::: SUPPLIED DATA

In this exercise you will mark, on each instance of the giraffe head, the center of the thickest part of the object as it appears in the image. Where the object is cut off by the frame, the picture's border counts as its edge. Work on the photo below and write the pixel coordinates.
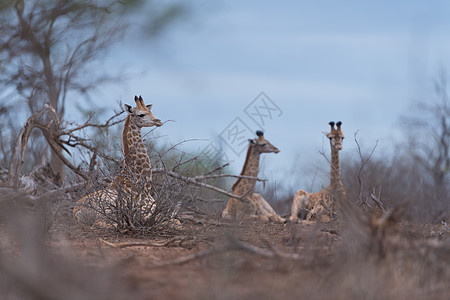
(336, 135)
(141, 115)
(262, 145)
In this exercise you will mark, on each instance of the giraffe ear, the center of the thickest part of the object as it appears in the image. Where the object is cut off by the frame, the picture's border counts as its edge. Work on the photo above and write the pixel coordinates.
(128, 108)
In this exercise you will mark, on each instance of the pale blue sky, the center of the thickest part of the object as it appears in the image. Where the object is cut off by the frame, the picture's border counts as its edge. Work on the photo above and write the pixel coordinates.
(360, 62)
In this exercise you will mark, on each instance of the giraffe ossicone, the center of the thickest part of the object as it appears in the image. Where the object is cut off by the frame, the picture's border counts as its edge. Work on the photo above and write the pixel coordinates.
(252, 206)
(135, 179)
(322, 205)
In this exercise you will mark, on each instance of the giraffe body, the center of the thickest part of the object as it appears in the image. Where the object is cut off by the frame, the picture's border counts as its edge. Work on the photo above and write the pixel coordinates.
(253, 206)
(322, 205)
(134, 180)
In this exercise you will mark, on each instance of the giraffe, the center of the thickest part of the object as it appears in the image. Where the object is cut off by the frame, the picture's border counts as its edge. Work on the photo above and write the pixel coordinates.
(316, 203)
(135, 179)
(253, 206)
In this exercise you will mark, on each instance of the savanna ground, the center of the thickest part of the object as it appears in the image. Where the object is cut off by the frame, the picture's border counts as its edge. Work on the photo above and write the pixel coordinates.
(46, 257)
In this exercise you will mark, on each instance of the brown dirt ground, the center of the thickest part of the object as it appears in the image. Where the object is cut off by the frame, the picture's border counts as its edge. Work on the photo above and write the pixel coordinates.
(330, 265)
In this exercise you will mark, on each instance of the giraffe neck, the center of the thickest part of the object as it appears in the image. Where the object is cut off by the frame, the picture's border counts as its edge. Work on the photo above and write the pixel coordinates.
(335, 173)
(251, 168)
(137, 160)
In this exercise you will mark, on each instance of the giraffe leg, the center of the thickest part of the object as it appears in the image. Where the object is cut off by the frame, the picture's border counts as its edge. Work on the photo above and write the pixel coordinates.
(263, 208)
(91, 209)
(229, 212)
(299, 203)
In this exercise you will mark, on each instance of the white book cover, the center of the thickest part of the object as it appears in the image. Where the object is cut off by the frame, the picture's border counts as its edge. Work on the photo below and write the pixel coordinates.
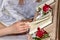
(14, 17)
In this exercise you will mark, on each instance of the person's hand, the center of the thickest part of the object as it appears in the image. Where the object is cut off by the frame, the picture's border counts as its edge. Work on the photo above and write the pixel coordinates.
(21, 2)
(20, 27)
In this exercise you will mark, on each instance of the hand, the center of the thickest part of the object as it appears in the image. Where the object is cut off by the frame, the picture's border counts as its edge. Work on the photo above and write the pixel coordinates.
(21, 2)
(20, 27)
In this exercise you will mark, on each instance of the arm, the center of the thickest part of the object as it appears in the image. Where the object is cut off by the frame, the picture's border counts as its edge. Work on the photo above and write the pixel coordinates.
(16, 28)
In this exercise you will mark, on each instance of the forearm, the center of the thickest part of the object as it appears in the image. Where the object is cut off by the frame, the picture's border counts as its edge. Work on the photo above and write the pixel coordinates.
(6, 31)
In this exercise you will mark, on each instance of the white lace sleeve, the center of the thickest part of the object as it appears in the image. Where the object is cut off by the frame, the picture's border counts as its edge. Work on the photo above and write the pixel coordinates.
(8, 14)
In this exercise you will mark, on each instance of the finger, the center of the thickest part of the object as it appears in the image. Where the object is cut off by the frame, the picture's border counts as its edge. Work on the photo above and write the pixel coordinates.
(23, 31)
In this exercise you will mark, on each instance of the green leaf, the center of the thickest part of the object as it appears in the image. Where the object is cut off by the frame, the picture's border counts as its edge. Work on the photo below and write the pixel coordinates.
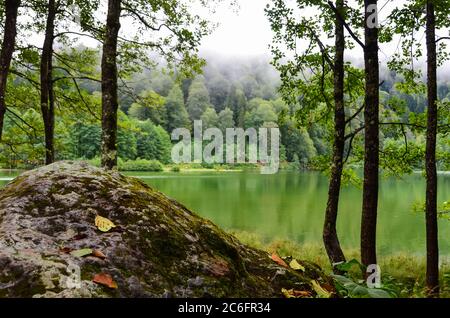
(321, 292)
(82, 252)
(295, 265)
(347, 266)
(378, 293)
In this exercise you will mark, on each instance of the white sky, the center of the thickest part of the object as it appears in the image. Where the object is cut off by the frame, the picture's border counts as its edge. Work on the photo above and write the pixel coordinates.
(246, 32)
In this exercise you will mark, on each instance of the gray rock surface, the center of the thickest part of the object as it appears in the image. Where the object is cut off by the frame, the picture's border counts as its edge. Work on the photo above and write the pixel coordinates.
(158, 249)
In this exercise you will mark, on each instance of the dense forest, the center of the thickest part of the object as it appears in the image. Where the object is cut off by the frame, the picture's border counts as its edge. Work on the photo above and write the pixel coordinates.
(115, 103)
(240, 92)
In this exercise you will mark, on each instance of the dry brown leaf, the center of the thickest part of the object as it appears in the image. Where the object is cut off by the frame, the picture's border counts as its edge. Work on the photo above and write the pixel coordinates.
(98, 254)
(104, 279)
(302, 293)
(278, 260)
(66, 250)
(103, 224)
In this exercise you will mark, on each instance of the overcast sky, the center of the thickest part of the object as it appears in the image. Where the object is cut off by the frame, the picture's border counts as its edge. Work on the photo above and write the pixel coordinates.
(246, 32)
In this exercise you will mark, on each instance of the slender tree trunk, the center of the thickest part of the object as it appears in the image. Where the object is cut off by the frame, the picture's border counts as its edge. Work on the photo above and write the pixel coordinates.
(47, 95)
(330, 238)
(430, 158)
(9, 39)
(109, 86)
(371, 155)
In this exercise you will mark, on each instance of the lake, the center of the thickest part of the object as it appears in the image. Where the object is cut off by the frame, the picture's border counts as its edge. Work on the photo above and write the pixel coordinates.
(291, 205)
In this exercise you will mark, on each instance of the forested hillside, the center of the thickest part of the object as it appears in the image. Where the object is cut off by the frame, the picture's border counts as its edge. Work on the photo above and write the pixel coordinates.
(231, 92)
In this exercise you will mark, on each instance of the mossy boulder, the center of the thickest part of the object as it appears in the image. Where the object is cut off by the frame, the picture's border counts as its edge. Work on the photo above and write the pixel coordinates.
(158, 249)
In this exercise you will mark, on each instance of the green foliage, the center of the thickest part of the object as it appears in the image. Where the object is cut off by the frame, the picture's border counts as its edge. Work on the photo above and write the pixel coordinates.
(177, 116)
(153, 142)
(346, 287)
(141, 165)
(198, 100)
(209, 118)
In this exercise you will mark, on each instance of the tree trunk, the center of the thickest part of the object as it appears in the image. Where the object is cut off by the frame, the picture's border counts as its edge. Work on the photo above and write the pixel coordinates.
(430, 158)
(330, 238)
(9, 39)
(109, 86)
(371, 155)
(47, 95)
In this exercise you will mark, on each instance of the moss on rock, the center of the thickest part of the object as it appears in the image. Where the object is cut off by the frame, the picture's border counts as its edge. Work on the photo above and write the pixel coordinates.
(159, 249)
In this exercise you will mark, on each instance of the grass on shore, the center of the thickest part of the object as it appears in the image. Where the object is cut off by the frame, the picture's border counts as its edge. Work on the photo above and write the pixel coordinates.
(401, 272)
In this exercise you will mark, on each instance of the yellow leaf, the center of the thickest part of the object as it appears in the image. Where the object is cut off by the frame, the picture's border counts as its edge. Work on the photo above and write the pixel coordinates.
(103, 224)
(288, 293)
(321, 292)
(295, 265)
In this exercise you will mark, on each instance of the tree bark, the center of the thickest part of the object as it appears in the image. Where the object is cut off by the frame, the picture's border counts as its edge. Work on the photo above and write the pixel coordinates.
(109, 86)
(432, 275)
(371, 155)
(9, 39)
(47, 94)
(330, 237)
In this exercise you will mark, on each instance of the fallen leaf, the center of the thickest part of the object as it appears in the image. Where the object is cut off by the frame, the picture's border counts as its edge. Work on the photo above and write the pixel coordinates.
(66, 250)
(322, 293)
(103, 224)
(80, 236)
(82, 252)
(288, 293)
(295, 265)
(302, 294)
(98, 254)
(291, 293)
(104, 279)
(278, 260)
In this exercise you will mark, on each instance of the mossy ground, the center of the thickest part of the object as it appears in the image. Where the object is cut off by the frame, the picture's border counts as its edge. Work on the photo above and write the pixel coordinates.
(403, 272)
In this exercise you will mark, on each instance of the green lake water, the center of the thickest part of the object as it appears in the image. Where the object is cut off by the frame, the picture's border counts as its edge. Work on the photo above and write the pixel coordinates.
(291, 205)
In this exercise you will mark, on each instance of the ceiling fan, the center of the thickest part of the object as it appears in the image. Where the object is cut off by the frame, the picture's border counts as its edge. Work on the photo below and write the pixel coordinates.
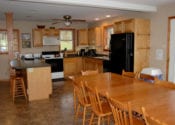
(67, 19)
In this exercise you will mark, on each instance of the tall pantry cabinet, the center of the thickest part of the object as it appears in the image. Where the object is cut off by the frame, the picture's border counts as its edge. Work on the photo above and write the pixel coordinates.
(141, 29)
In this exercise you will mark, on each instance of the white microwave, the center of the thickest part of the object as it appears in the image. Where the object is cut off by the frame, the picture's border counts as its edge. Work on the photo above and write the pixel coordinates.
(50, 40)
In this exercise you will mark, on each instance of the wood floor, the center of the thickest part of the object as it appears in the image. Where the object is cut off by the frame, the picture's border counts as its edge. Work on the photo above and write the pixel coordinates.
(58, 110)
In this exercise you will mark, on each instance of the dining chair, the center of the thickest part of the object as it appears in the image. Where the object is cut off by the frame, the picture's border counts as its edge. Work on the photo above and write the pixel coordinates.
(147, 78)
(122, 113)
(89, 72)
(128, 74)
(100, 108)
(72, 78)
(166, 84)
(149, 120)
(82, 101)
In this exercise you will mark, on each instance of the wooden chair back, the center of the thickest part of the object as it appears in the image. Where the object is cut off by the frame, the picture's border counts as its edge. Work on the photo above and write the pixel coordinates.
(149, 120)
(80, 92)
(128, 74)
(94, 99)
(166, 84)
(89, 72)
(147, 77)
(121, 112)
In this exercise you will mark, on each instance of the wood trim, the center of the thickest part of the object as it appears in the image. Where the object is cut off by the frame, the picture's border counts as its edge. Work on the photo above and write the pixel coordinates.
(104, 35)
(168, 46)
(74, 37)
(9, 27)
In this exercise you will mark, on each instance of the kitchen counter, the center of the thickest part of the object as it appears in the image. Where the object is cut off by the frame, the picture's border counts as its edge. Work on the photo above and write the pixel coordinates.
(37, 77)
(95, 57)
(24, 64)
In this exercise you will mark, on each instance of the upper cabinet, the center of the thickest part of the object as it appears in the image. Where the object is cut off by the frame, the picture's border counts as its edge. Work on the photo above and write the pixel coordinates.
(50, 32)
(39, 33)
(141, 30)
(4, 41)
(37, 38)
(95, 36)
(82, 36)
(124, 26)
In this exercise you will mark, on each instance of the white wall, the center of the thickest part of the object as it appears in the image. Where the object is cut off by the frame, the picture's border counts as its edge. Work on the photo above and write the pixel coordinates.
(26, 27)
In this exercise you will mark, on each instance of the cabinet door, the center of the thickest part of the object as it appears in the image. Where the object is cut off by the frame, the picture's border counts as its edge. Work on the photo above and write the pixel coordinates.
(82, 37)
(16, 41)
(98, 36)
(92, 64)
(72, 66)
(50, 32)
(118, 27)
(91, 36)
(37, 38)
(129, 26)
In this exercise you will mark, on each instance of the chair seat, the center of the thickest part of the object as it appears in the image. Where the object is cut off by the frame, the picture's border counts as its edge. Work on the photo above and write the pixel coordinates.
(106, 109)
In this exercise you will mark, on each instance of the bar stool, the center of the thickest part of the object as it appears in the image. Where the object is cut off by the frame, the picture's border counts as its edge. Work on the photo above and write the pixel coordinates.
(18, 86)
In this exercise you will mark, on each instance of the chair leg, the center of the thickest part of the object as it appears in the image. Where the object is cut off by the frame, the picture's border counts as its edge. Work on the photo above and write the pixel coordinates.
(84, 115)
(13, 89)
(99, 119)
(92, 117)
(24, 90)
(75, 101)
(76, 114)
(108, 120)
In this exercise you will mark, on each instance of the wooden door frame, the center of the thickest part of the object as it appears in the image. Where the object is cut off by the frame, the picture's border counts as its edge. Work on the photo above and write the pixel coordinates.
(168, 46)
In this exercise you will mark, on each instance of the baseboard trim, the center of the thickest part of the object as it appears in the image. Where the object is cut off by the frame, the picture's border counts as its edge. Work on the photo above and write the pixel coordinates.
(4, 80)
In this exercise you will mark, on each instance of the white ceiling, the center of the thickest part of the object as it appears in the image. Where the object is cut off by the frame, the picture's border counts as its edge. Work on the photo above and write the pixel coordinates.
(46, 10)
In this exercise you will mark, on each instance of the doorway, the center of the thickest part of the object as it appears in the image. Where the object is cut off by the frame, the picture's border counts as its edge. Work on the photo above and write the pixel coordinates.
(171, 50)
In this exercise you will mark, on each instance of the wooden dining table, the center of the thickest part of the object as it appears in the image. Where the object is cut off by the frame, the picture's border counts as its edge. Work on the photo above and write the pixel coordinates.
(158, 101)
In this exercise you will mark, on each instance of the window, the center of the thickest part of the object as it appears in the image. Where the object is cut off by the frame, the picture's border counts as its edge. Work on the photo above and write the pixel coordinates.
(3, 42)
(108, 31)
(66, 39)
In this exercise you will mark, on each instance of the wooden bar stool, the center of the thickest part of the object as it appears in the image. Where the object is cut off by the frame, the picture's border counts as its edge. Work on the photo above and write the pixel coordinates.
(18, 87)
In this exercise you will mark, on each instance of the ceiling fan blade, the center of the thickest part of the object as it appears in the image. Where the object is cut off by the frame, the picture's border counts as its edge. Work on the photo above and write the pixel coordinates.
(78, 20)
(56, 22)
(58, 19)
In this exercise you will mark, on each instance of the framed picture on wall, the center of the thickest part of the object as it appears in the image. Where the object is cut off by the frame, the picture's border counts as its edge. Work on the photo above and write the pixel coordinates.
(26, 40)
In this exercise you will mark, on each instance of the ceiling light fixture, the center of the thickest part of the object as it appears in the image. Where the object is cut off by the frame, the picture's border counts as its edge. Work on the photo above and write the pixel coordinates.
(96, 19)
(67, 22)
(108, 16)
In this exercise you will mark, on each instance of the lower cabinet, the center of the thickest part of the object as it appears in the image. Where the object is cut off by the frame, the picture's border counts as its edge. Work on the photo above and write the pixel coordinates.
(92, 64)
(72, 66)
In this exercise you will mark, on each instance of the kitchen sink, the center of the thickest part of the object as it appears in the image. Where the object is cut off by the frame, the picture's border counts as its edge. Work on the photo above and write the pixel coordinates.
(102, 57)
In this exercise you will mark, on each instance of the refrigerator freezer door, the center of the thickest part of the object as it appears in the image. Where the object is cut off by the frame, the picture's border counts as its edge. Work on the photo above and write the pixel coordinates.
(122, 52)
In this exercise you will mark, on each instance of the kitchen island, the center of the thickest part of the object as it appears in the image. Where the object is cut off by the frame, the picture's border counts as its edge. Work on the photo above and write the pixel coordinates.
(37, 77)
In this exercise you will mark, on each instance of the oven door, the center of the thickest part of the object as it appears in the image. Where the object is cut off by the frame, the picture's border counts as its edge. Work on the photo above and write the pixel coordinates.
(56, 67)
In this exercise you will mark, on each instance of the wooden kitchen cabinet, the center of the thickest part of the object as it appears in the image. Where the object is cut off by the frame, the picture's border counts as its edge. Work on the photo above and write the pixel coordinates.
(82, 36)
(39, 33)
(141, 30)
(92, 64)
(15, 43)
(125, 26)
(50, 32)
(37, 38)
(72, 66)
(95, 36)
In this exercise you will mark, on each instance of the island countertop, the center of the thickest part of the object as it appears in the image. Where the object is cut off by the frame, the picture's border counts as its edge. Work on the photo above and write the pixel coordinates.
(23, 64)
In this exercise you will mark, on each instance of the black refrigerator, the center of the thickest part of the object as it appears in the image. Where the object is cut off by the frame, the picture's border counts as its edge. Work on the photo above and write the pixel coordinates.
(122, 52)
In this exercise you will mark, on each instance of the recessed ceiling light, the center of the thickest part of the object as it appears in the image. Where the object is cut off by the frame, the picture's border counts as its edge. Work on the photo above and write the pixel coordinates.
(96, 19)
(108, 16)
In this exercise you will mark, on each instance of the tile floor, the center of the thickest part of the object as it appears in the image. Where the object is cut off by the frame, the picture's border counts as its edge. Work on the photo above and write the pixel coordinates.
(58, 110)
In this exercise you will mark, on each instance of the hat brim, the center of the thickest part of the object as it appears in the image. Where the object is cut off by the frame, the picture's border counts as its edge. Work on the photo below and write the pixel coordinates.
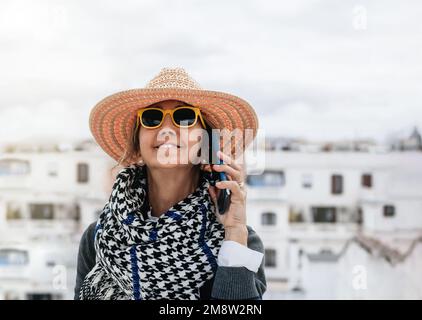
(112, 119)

::::::

• [JOB] Rescale the entries from the line with "hat brim, the" through the end of the entries, repeating those lines with their requests and multiplying each pixel coordinate in the answers by 2.1, rounded to whole numbers with halves going up. Leave the picture out of your answer.

• [EXERCISE SOLUTION]
In this exercise you will mark, on each instance of the hat brim, the center of the thickest part of the object as it appears in the image. Where the object is cut off by the frame, the picture's border counts as its edge. Work on the photo below and write the pixel coordinates.
(235, 250)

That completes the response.